■ **EXCERTO ESCOLHIDO**:
━━━━━━━━━━

João, nome fictício, reparou nas primeiras "borbulhinhas" num braço a uma quarta-feira. No dia seguinte, surgiram mais. Não lhe causaram qualquer alarme. "Parecia acne". O sinal de "alerta", conta à TSF, veio logo na manhã seguinte: quando acordou, tinha uma borbulha "num sítio que não era comum".
Nessa mesma sexta-feira marcou uma consulta no check-point LX, do serviço do GAT (Grupo de Ativistas em Tratamentos). "Consegui uma consulta para o próprio dia. Consegui ter essa sorte", diz, reconhecendo sentir-se "privilegiado". Não por ser médico ou enfermeiro mas por trabalhar na área da saúde. Não teve febre e admite que desvalorizou a dor de cabeça que sentira no início daquela semana, mas manteve-se atento à evolução das borbulhas e foi rápido a agir.
Mesmo antes do diagnóstico, a perspetiva do médico era de que João estava com infeção por monkeypox (VMPX). Resultado confirmado dias depois pela saúde pública, a quem João indicou os parceiros sexuais. Correu tudo como o esperado e não tem quaisquer razões de queixa na forma como foi tratado. "Fui sempre muito bem atendido, tanto no GAT, como na ligação com a saúde pública", sublinha, elogiando todo o processo. Sabe, no entanto, que residir na zona de Lisboa é uma vantagem. "É muito mais fácil ter acesso a esta engrenagem do que quem more noutra parte do país", explica.
Mais uma doença estigmatizante
Em isolamento mas sempre a trabalhar em casa, o pior, no caso de João, veio depois do diagnóstico. Não teve "buracos na pele ou feridas de grande extensão" como aconteceu com outros casos. Teve muitas feridas quase no corpo todo - no rosto, nas costas, no peito, nos braços, nas axilas, nas pernas, nos órgãos genitais e até na sola dos pés - mas "nunca muito extensas".
João não se cansa, por isso, de relativizar o seu caso comparando-o com exemplos de infeções muito mais severas: "Comparativamente a alguns sintomas que já vi, os meus não chegaram perto. Um dos parceiros com quem estive, e que também teve monkeypox, teve uma ferida muito concentrada que se estendeu por metade da perna. A infeção foi em julho mas ainda está a tratar a cicatrização", conta.
Há também quem tenha tido feridas no rosto ao ponto de ficar com uma paralisia nos músculos. "Olhar para a nossa cara e ver uma ferida é quase como ver alguém diferente. A pessoa tem a tendência a não se reconhecer", diz. Felizmente, não chegou a acontecer-lhe.
Ter consciência de que há casos piores do que o seu não significa que João não tenha sentido dor. Chegou a acordar com "dores localizadas nas próprias feridas". Com dores físicas mas também com o stress de estar "com uma infeção que é estigmatizante para a maior parte das pessoas". Sendo uma doença "com um nível de desconhecimento tão grande no mundo ocidental", afirma, "não se consegue medir bem a dor e o que se espera dos sintomas".
A dor física, que lhe roubara a concentração no trabalho, foi sendo aliviada com as sugestões dadas pelo médico, com quem foi sempre trocando informação. Também por isso se sente privilegiado. "Tive essa facilidade", frisa.

━━━━━━━━━━

■ **REGISTOS**:

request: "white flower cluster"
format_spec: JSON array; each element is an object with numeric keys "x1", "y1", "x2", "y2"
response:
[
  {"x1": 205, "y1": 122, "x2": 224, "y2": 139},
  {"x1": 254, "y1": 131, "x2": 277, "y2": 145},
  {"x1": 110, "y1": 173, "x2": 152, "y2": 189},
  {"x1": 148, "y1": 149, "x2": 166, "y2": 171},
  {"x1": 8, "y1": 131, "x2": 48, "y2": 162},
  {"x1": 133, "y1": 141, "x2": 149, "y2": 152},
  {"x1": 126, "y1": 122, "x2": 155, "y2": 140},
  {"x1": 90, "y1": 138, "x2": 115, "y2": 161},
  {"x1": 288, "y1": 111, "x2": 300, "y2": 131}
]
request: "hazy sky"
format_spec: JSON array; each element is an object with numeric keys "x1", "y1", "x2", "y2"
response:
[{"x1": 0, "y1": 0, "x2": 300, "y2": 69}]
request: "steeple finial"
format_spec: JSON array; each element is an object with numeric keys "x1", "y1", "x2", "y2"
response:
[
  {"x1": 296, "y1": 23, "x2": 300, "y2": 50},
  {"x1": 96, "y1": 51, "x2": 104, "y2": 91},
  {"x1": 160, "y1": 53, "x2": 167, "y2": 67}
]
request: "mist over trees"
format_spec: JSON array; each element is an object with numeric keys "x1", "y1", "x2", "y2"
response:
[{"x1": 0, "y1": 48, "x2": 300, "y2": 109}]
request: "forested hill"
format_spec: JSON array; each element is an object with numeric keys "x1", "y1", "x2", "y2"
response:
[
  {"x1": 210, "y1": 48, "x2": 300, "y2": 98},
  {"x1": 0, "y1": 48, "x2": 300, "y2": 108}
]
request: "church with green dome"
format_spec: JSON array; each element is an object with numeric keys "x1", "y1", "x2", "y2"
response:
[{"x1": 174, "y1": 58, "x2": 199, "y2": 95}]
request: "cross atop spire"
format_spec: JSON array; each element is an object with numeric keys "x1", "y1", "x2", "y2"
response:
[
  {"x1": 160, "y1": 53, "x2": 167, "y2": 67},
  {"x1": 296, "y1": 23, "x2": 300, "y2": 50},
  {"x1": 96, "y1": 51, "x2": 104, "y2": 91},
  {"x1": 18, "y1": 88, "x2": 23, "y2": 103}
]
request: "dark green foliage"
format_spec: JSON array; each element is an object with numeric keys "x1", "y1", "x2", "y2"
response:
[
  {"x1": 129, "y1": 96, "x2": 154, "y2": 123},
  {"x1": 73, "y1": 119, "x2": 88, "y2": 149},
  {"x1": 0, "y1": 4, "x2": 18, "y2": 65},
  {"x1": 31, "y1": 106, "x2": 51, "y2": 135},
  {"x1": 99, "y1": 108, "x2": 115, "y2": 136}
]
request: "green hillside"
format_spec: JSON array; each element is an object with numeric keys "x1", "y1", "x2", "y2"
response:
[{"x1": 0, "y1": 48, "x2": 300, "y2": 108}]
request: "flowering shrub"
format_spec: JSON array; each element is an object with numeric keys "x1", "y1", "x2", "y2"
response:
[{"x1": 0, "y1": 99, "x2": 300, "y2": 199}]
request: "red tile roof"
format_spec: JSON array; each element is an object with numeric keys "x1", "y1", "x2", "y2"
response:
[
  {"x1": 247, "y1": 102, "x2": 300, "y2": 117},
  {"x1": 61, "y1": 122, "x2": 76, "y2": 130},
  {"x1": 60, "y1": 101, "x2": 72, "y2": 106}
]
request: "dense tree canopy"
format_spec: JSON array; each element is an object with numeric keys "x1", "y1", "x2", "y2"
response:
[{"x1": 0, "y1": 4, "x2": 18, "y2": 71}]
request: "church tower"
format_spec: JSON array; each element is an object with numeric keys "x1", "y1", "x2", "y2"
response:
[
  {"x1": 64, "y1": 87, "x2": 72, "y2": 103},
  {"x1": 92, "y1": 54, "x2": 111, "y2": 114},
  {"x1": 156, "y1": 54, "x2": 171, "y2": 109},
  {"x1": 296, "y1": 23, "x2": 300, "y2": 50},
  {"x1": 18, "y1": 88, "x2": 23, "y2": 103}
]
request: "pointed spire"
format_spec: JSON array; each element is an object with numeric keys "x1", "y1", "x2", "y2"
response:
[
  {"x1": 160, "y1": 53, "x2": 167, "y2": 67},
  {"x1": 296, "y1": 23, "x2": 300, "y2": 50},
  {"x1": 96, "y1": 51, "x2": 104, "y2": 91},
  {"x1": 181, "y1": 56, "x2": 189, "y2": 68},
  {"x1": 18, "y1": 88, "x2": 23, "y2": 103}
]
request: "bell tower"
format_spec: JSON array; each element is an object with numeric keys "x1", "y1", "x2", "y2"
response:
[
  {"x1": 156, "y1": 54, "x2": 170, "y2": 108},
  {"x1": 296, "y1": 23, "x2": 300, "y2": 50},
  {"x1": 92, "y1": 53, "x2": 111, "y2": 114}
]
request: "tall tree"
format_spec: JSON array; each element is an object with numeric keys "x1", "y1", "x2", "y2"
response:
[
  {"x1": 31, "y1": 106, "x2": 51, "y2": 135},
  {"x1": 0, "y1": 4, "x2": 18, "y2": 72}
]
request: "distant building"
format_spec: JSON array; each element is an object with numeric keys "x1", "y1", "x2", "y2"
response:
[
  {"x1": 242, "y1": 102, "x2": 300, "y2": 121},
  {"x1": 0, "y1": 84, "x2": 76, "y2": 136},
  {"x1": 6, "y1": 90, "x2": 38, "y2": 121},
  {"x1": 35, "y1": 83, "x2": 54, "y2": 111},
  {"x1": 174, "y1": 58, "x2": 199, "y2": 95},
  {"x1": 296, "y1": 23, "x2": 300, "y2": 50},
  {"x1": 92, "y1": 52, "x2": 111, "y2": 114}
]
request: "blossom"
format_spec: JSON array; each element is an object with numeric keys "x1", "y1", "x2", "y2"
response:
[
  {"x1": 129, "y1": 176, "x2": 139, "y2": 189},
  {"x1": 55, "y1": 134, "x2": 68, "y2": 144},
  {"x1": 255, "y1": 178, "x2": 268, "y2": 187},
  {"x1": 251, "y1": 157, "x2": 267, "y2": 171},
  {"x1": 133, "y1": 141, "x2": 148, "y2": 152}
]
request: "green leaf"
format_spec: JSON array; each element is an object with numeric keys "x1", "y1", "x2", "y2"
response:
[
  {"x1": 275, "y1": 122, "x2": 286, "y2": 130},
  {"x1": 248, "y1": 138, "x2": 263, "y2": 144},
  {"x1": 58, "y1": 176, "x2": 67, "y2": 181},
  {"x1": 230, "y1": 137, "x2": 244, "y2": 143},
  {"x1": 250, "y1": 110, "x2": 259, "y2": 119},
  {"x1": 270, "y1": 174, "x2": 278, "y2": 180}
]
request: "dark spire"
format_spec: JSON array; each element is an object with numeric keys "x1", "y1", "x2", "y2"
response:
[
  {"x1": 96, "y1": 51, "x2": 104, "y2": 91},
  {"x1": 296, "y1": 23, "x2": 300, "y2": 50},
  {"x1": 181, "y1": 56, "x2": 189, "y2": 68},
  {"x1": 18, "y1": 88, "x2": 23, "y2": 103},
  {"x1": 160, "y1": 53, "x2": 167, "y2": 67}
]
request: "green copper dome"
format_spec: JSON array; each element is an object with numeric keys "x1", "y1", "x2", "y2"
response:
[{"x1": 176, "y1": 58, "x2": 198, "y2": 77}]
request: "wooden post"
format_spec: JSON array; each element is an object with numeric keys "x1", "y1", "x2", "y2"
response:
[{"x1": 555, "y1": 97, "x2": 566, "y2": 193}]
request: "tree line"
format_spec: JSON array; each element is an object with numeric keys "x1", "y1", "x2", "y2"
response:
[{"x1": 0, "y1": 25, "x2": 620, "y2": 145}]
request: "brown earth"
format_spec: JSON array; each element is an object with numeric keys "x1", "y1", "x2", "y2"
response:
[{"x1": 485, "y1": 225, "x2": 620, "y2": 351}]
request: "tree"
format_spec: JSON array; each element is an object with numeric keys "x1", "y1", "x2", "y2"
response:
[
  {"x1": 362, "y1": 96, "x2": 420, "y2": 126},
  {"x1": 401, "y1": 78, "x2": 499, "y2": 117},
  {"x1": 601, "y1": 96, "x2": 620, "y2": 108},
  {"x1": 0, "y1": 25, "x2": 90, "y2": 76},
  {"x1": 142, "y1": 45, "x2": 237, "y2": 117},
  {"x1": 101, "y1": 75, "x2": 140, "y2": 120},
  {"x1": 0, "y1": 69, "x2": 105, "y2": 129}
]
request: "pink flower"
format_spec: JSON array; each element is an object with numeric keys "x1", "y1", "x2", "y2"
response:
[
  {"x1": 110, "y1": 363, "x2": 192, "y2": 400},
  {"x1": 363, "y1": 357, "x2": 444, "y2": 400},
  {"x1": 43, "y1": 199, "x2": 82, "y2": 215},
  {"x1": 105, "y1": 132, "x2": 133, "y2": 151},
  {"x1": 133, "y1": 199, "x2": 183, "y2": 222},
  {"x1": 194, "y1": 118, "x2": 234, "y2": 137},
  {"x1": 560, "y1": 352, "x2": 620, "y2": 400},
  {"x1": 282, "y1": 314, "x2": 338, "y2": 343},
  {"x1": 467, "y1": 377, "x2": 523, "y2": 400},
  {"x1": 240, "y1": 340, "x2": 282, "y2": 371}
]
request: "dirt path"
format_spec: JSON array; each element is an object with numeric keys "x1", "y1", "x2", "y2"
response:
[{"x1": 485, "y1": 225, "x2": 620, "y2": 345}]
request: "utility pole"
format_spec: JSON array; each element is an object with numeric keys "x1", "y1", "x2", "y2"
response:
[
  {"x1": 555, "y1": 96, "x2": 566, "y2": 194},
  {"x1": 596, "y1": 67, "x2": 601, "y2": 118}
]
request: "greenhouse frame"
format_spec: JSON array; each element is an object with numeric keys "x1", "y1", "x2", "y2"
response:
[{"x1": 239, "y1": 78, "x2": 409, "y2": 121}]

━━━━━━━━━━

■ **PROBLEMA 1**: No texto sobre o caso de monkeypox, copia o trecho que começa em "João não se" e acaba em "chegou a acontecer-lhe.", substituindo "cicatrização" por "recuperação".
■ **PROBLEMA 2**: Segundo o texto sobre o caso de monkeypox, onde é que João marcou a consulta?

■ **RESULTADO 1**:
João não se cansa, por isso, de relativizar o seu caso comparando-o com exemplos de infeções muito mais severas: "Comparativamente a alguns sintomas que já vi, os meus não chegaram perto. Um dos parceiros com quem estive, e que também teve monkeypox, teve uma ferida muito concentrada que se estendeu por metade da perna. A infeção foi em julho mas ainda está a tratar a recuperação", conta.
Há também quem tenha tido feridas no rosto ao ponto de ficar com uma paralisia nos músculos. "Olhar para a nossa cara e ver uma ferida é quase como ver alguém diferente. A pessoa tem a tendência a não se reconhecer", diz. Felizmente, não chegou a acontecer-lhe.

■ **RESULTADO 2**: No check-point LX, do serviço do GAT (Grupo de Ativistas em Tratamentos).